DOCUMENT EXTRACT:
▽

Caitlyn's rep has responded calling the rumors false.

Still, sex change regret is a real issue in the transgender community, and unfortunately the LGBT community attacks anyone who tries to go public regarding their de-transitioning or convince others that sex change surgery isn't the panacea so many claim. You can do a google search for "sex change regret" and find sites, articles, etc, and Caitlyn wouldn't be the first high profile person to be under this microscope.
Which is why very first step when someone experiences gender dysphoria MUST be counseling/therapy. Not to convince them to transition or not to transition, but to figure out what's going on.

As I so often say - a lot of people care more about championing the cause than the actual happiness and well being of those they purport to champion.
I forget what it pertained to, but I was in the comments section for a Dumbing of Age comic, and two trans people were talking about how they couldn't keep track of all the acronyms and weird terms that those people who were supposedly on their side kept creating and enforcing with harshness.

I was 15 when I first met a trans person online, so this was back in 2000. She created a web site with photos of her going through her transition and more importantly a HUGE question/answer page that was very informative. She wanted people to understand what all this was and what it meant to her.

I've interacted with several trans people since then and none of them have had the disgusting attitude that I see from the pretend-ally community on Tumblr. It's very obvious they have zero regard for the safety or well-being of the trans people they pretend to support; it's all about themselves, because as is the SJW mantra, "we're not here to educate."
 
Fortunately Title IX isn't a law, it's just a funding mechanism. If you don't follow the federal rules, you don't get the federal dollars. So states are still free to decide, though of course they could still face discrimination lawsuits, and they will lose some funding, but this is a "carrot" situation rather than a "stick" situation.

We will have to wait and watch the lawsuits currently in process to see whether the executive branch's decision to expand title ix to orientation and gender identity is valid without new legislation. I feel it would be better for congress to write the laws explicitly rather than people expanding their meaning without oversight, but the supreme court has started to expand other similar laws in similar ways, so it may not matter.

Constantly expanding government, removing rights from states and local governmental units. Not a good plan in the long run, but it sure makes some people happy to see their views and beliefs forced on others via governmental decree.
 
It looks to me that anything your goverment do about something will be seen as forcing belief on others.
Which is why a lot of people prefer limited government, and allowing the people to govern and compromise themselves, rather than having the government come in and mandate a winner and a loser.

△

DATASET:
▽

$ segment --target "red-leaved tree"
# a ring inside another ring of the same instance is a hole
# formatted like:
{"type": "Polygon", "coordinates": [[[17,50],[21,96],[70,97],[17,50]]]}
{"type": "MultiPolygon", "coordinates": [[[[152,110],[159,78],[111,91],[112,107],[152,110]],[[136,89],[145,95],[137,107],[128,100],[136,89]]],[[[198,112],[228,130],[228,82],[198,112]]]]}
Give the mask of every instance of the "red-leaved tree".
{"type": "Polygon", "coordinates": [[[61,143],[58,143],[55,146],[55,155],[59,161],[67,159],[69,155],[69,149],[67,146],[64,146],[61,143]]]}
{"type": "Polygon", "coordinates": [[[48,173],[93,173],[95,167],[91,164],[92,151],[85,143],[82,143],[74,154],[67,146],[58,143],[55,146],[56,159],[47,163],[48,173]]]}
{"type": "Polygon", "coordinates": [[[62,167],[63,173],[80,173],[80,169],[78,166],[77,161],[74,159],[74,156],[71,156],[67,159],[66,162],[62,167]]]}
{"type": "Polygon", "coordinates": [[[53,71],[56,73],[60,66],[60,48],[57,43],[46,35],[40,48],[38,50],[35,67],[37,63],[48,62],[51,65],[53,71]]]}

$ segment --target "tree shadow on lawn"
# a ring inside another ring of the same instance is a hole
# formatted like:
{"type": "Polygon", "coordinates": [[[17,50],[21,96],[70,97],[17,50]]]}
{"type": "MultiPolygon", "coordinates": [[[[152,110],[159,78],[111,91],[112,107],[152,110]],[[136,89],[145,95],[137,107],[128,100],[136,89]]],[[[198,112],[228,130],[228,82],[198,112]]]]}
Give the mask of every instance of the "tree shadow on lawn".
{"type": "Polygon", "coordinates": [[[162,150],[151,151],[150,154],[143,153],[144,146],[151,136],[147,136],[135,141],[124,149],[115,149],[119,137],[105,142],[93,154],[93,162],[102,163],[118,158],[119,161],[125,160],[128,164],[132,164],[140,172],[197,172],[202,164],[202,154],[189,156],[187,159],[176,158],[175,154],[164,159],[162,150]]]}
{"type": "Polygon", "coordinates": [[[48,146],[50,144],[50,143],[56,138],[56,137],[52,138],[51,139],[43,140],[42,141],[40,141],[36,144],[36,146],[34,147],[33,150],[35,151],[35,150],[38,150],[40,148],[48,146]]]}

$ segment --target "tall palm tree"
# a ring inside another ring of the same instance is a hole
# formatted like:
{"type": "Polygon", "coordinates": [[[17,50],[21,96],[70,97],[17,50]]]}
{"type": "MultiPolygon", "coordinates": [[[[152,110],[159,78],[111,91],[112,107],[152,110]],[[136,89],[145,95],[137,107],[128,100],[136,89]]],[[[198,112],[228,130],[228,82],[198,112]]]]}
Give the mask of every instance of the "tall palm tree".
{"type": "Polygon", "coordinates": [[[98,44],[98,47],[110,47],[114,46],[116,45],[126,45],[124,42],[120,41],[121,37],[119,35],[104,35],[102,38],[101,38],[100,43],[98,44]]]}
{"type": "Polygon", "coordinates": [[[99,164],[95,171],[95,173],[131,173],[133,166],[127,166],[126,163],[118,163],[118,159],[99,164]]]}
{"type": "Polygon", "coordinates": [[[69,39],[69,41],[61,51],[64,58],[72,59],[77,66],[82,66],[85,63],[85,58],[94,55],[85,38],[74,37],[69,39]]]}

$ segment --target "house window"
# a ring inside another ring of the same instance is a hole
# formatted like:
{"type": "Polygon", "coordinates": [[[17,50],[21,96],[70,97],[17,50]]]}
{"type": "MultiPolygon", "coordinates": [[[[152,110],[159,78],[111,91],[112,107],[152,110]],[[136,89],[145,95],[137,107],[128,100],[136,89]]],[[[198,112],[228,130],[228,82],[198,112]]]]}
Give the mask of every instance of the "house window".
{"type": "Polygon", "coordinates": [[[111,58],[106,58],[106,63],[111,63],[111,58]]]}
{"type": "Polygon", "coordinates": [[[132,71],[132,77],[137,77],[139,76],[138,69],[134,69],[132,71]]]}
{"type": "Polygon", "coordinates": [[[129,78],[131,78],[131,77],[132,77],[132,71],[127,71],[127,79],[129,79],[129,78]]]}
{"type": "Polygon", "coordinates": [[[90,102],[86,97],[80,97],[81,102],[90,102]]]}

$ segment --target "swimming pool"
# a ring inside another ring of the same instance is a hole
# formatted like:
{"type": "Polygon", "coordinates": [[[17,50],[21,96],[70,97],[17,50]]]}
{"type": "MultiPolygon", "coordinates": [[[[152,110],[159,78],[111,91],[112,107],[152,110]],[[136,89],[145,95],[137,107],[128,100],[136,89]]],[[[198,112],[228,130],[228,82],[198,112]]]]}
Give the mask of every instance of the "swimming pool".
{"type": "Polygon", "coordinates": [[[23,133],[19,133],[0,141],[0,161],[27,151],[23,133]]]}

△

ACTIVITIES:
- A) Copy word for word everything in the discussion from "We will have" down to "may not matter.".
- B) In the discussion, what is Title IX said to be instead of a law?
Leave the lines aside; they have nothing to do with this.

RESULTS FOR EACH TASK:
- A)
We will have to wait and watch the lawsuits currently in process to see whether the executive branch's decision to expand title ix to orientation and gender identity is valid without new legislation. I feel it would be better for congress to write the laws explicitly rather than people expanding their meaning without oversight, but the supreme court has started to expand other similar laws in similar ways, so it may not matter.

- B) A funding mechanism.